# AIM:
Please lay out every line of the data below as a Markdown table with columns "Row" and "Line", numbering the rows and leaving out blank lines and the pictures.

# RECORD SET:
-.-.-
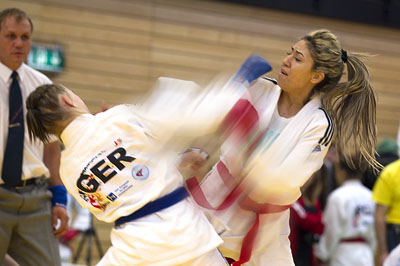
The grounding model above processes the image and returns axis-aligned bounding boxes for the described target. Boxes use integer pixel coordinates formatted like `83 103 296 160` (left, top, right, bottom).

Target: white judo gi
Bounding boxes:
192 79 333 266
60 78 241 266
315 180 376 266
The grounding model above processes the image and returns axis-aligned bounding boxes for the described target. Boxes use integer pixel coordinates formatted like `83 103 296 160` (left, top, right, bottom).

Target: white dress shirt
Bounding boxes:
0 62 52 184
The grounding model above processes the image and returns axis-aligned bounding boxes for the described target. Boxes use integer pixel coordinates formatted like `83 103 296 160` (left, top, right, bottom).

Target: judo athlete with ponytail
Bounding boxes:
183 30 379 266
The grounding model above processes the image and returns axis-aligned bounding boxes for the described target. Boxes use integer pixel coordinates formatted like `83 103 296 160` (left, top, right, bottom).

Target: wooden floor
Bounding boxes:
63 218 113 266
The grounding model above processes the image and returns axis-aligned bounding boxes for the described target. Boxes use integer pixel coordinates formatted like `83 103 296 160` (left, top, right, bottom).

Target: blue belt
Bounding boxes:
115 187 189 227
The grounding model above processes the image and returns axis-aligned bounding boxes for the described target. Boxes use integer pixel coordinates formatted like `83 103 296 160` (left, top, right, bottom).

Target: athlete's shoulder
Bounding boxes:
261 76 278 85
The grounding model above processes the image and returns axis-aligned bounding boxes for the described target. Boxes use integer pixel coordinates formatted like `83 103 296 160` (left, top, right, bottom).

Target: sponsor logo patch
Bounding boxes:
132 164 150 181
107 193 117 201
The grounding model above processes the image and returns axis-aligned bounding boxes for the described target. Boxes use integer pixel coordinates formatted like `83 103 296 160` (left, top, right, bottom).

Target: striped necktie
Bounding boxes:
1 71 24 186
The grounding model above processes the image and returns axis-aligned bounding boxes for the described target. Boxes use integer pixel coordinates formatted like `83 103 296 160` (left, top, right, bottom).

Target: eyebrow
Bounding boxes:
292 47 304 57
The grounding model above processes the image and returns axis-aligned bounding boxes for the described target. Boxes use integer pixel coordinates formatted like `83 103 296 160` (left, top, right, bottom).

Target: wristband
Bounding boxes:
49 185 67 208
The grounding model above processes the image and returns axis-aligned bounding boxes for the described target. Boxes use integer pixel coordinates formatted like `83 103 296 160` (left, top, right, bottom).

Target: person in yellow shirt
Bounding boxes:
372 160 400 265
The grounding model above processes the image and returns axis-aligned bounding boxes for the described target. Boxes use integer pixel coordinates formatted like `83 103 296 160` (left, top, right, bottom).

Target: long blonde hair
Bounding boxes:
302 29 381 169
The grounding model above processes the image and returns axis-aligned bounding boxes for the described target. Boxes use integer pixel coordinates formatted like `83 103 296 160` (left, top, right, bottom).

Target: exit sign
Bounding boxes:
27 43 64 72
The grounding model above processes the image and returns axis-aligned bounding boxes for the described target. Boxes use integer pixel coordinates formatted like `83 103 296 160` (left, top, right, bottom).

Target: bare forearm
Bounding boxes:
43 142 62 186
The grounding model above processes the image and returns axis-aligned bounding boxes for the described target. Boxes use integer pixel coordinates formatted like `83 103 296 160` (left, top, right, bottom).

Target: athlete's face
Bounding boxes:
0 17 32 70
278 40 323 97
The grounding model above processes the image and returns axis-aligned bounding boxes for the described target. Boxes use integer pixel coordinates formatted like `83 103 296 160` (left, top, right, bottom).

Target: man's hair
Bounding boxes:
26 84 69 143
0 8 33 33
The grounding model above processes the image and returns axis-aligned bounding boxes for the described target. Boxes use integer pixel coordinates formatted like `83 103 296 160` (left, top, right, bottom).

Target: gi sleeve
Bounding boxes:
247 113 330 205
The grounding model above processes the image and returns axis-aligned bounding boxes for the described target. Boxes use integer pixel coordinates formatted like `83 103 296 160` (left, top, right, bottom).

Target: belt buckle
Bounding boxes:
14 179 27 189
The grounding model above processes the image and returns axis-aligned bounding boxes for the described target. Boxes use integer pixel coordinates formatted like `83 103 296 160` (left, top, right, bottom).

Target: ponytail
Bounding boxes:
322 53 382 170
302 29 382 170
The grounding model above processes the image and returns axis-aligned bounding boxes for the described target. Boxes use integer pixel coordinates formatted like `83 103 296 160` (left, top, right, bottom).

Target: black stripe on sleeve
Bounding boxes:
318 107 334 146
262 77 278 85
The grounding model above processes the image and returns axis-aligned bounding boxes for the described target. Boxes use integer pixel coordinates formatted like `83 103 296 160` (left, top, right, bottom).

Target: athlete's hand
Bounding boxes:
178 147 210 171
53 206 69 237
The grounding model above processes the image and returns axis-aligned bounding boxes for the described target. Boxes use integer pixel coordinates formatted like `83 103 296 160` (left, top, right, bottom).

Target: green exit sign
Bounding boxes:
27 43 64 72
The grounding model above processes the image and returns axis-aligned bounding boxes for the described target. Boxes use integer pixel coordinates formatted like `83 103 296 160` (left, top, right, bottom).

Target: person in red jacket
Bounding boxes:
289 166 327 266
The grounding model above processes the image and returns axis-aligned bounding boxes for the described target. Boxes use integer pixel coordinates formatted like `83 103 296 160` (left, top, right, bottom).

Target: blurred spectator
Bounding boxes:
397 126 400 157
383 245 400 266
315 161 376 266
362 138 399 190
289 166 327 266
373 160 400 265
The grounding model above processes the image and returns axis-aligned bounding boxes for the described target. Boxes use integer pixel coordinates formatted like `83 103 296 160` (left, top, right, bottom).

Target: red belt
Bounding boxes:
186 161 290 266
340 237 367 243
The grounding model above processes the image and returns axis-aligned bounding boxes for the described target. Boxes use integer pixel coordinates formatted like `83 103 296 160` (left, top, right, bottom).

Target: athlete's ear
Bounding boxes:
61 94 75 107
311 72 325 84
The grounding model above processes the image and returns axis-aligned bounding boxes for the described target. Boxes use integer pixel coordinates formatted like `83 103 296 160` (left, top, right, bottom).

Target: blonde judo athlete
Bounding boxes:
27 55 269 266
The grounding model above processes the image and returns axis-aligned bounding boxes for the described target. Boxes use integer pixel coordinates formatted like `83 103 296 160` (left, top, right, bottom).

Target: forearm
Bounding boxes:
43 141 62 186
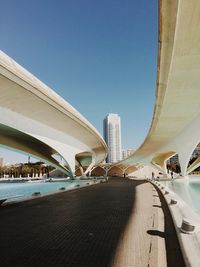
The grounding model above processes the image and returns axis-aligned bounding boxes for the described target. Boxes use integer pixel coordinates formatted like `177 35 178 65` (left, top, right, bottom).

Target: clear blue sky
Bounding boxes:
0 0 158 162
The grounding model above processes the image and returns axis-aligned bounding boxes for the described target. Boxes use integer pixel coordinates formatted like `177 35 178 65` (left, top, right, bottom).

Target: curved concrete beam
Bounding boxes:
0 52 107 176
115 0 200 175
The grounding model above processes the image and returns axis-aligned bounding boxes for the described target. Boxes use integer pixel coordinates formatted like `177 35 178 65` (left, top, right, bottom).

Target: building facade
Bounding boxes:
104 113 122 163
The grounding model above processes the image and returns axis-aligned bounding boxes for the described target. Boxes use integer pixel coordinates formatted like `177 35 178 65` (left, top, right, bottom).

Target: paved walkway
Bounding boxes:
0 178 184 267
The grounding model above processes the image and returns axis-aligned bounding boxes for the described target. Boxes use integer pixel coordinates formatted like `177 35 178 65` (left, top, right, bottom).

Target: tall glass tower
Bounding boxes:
-.-.-
# COMPLETE OUTPUT:
| Row | Line |
|---|---|
| 1 | The grounding model above processes the image and returns axis-aligned bounding boxes for the described target. Boxes use integer pixel coordinates formatted like `83 103 296 160` (left, top, right, bottom). |
| 2 | Target: white judo gi |
| 3 | Bounding boxes: |
| 4 | 192 79 333 266 |
| 5 | 60 78 241 266 |
| 6 | 315 180 376 266 |
| 7 | The grounding model above processes the image and returns axis-aligned bounding boxes for the described target. Boxes use integer pixel coordinates formatted like `83 103 296 160` (left, top, right, bottom). |
| 8 | Target: white dress shirt |
| 9 | Bounding boxes: |
| 10 | 0 62 52 184 |
| 11 | The grounding model above processes the image and returns axis-aligned bounding boxes for the described target. Boxes use integer pixel coordinates formatted like `83 103 296 160` (left, top, right, bottom). |
| 12 | Target: judo athlete with ponytail |
| 13 | Bounding boxes: |
| 14 | 183 30 379 266 |
| 15 | The grounding model above processes the image and returns axis-aligned bounding boxes for the described target. Boxes use integer pixel coordinates formatted like `83 103 296 160` (left, top, right, bottom). |
| 16 | Target: wooden floor |
| 17 | Bounding boxes: |
| 18 | 63 218 113 266 |
| 19 | The grounding model above processes the image and returns axis-aligned bounding boxes for the described target. Boxes use integer pixel coordinates formatted like `83 103 296 160` (left, top, right, bottom). |
| 20 | Target: blue belt |
| 21 | Bounding boxes: |
| 22 | 115 187 189 227 |
| 23 | The grounding model above processes the image and returns axis-aligned bounding boxes for the described target. Boxes use integer pixel coordinates formatted like `83 103 296 160` (left, top, right, bottom). |
| 24 | Target: athlete's shoulder |
| 25 | Bounding boxes: |
| 26 | 261 76 278 85 |
| 27 | The grounding model above processes the image and returns axis-aligned bounding boxes for the described target. Boxes use integer pixel coordinates formatted like `83 103 296 160` (left, top, right, bottom). |
| 28 | Target: sponsor logo patch |
| 29 | Bounding boxes: |
| 30 | 132 164 150 181 |
| 31 | 107 193 117 201 |
| 32 | The grounding model above processes the image and returns axis-aligned bounding boxes for the described target. Boxes use integer pixel coordinates formatted like `83 103 296 160` (left, top, right, bottom). |
| 33 | Target: striped necktie |
| 34 | Bounding boxes: |
| 35 | 1 71 24 186 |
| 36 | The grounding model above processes the image and returns axis-aligned bounding boxes for the described target. Boxes use integer pixel coordinates formatted like `83 103 296 160` (left, top, right, bottom). |
| 37 | Target: eyebrow |
| 38 | Bounding boxes: |
| 39 | 292 47 304 57 |
| 40 | The grounding model above processes the image and returns axis-aligned bounding boxes for the described target. Boxes use integer pixel coordinates formatted like `83 103 296 160` (left, top, right, bottom). |
| 41 | Target: wristband |
| 42 | Bounding boxes: |
| 43 | 49 185 67 208 |
| 44 | The grounding model above processes the image and returns axis-aligned bounding boxes for the described target. Boxes use integer pixel coordinates formatted like `83 103 296 160` (left, top, right, bottom). |
| 45 | Target: person in yellow shirt |
| 46 | Bounding boxes: |
| 47 | 372 160 400 265 |
| 48 | The grounding model above processes the image and returns axis-aligned bounding boxes for the described target. Boxes use integer pixel coordinates formatted like `83 103 296 160` (left, top, right, bottom). |
| 49 | Target: long blonde hair |
| 50 | Bounding boxes: |
| 51 | 302 29 381 169 |
| 52 | The grounding model above processes the image and returns axis-aligned bounding boxes for the described target. Boxes use integer pixel coordinates formatted like `83 103 296 160` (left, top, right, bottom). |
| 53 | Target: exit sign |
| 54 | Bounding boxes: |
| 55 | 27 43 64 72 |
| 56 | The grounding model above processes the image and returns axis-aligned bounding boxes for the described target. Boxes use integer pixel coordinates formatted like `83 103 296 160` (left, top, right, bottom). |
| 57 | Target: bare forearm |
| 58 | Bounding boxes: |
| 59 | 43 142 62 186 |
| 60 | The grounding model above processes the image and returns axis-aligned bounding boxes for the described target. Boxes use integer pixel coordinates formatted like `83 103 296 160` (left, top, right, bottom). |
| 61 | Target: athlete's face |
| 62 | Bounding boxes: |
| 63 | 0 17 32 70 |
| 64 | 278 40 323 97 |
| 65 | The grounding model above processes the image and returns axis-aligned bounding boxes for the described target. Boxes use integer pixel coordinates formatted like `83 103 296 160` (left, top, right, bottom). |
| 66 | Target: man's hair |
| 67 | Bounding boxes: |
| 68 | 26 84 69 143 |
| 69 | 0 8 33 33 |
| 70 | The grounding model above processes the image and returns axis-aligned bounding boxes for the described target. Boxes use integer pixel coordinates formatted like `83 103 296 160` (left, top, right, bottom). |
| 71 | Target: gi sleeve |
| 72 | Bounding boxes: |
| 73 | 247 113 330 205 |
| 74 | The grounding model above processes the image and returns axis-aligned bounding boxes for the described target. Boxes use integer pixel coordinates formatted like `83 103 296 160` (left, top, right, bottom). |
| 75 | Target: belt buckle |
| 76 | Bounding boxes: |
| 77 | 14 179 27 189 |
| 78 | The grounding model above processes the image and returns axis-aligned bounding boxes for the described target. Boxes use integer pixel coordinates formatted like `83 103 296 160` (left, top, right, bottom). |
| 79 | Target: ponytail |
| 80 | Bounding boxes: |
| 81 | 322 53 382 170 |
| 82 | 302 29 382 170 |
| 83 | The grounding model above processes the image and returns axis-aligned bounding boxes for the described target. Boxes use integer pixel coordinates formatted like `83 103 296 160` (left, top, right, bottom). |
| 84 | Target: black stripe on sleeve |
| 85 | Bounding boxes: |
| 86 | 318 107 334 146 |
| 87 | 262 77 278 85 |
| 88 | The grounding model above processes the image and returns axis-aligned bounding boxes for the described target. Boxes use integer pixel coordinates formatted like `83 103 296 160` (left, top, right, bottom). |
| 89 | Target: athlete's hand |
| 90 | Bounding boxes: |
| 91 | 178 147 210 171 |
| 92 | 53 206 69 237 |
| 93 | The grounding model above processes the image and returns axis-aligned bounding boxes for the described target. Boxes use integer pixel coordinates formatted like `83 103 296 160` (left, top, right, bottom). |
| 94 | Target: green exit sign |
| 95 | Bounding boxes: |
| 96 | 27 43 64 72 |
| 97 | The grounding model above processes the image and returns axis-aligned bounding boxes for the described target. Boxes use integer pixel coordinates formatted like `83 103 296 160` (left, top, right, bottom). |
| 98 | Target: person in red jacket |
| 99 | Bounding boxes: |
| 100 | 289 166 327 266 |
| 101 | The grounding model above processes the image and returns axis-aligned bounding boxes for the described target. Boxes use integer pixel coordinates formatted like `83 103 296 160` (left, top, right, bottom). |
| 102 | Target: blurred spectator |
| 103 | Bounding boxes: |
| 104 | 397 126 400 157 |
| 105 | 383 245 400 266 |
| 106 | 315 161 376 266 |
| 107 | 362 138 399 190 |
| 108 | 289 166 327 266 |
| 109 | 373 160 400 265 |
| 110 | The grounding model above processes the image and returns axis-aligned bounding boxes for the described target. Boxes use integer pixel coordinates formatted like `83 103 296 160` (left, top, right, bottom). |
| 111 | Target: red belt |
| 112 | Bounding boxes: |
| 113 | 186 161 290 266 |
| 114 | 340 237 367 243 |
| 115 | The grounding model above processes the image and returns axis-aligned bounding boxes for the described target. Boxes use integer pixel coordinates formatted like `83 103 296 160` (left, top, right, bottom). |
| 116 | Target: athlete's ear |
| 117 | Bounding boxes: |
| 118 | 61 94 75 107 |
| 119 | 311 72 325 84 |
| 120 | The grounding model above processes the image and returns axis-aligned bounding boxes for the described target. Boxes use integer pixel coordinates formatted like `83 103 296 160` (left, top, right, bottom). |
| 121 | Target: blonde judo athlete |
| 122 | Bounding boxes: |
| 123 | 27 55 269 266 |
| 124 | The grounding model above processes the image and returns axis-aligned bounding boxes for the described target. Boxes use integer pixel coordinates formatted like `83 103 296 160` (left, top, right, bottom). |
| 125 | Target: forearm |
| 126 | Bounding boxes: |
| 127 | 43 141 62 186 |
| 128 | The grounding model above processes the image and returns axis-aligned bounding boxes for the described target. Boxes use integer pixel coordinates formatted like `177 35 178 65` (left, top, right, bottom). |
| 129 | Target: clear blue sky |
| 130 | Bounding boxes: |
| 131 | 0 0 158 162 |
| 132 | The grounding model above processes the image and returns axis-aligned bounding boxes for the described target. Boxes use integer pixel coordinates formatted like `177 35 178 65` (left, top, right, bottom). |
| 133 | Target: curved concrete beam |
| 134 | Bounding boxes: |
| 135 | 0 52 107 176 |
| 136 | 115 0 200 175 |
| 137 | The grounding model above processes the image and returns axis-aligned bounding boxes for the described target. Boxes use integer pixel coordinates formatted like `177 35 178 65` (left, top, right, bottom). |
| 138 | Target: building facade |
| 139 | Bounding boxes: |
| 140 | 104 113 122 163 |
| 141 | The grounding model above processes the image and returns axis-aligned bounding boxes for the described target. Boxes use integer pixel coordinates formatted like `177 35 178 65` (left, top, right, bottom). |
| 142 | Target: paved walkway |
| 143 | Bounding boxes: |
| 144 | 0 178 184 267 |
| 145 | The grounding model above processes the image and returns axis-aligned bounding boxes for the described target. Boxes use integer pixel coordinates formatted like `177 35 178 65` (left, top, right, bottom). |
| 146 | Target: tall glass tower |
| 147 | Bounding boxes: |